━━━━━ Recorded information ━━━━━

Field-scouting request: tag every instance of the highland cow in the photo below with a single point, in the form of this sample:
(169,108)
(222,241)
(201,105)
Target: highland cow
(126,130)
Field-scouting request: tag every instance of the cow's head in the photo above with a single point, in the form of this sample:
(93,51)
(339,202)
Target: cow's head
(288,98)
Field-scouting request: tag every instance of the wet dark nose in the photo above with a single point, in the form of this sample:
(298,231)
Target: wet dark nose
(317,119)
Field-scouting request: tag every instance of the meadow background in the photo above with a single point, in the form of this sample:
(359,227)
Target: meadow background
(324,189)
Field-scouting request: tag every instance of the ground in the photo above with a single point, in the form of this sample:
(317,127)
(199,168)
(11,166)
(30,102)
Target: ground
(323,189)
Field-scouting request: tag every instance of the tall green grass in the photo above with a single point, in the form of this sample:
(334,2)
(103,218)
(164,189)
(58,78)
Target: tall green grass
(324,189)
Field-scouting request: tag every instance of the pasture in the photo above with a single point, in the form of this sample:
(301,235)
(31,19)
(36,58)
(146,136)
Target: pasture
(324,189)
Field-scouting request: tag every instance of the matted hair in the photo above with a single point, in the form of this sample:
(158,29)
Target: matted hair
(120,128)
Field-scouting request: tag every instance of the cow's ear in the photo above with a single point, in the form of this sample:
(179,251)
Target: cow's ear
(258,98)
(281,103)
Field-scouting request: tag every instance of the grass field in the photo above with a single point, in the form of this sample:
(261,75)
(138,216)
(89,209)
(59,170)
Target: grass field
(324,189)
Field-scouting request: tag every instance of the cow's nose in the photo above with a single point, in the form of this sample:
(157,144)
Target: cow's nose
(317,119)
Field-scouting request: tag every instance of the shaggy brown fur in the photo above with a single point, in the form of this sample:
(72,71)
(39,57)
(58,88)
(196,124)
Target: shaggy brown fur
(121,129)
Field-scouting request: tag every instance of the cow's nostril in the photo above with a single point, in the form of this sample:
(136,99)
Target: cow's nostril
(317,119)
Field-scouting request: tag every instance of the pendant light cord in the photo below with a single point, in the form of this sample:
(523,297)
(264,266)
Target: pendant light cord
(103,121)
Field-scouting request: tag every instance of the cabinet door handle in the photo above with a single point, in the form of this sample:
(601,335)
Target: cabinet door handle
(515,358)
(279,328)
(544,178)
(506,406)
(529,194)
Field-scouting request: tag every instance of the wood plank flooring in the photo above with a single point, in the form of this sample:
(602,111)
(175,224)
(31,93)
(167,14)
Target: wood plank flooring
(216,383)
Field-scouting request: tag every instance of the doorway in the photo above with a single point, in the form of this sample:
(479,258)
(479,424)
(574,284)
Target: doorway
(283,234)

━━━━━

### What you need to do
From the entries above, extract every line where the word "below" appears.

### Task response
Field-scouting request: tag every instance of the highland cow in the photo below with a single point, in the form of this sample:
Field-scouting request: tag every instance of the pendant light cord in the photo below with a single point, in the form of this sample:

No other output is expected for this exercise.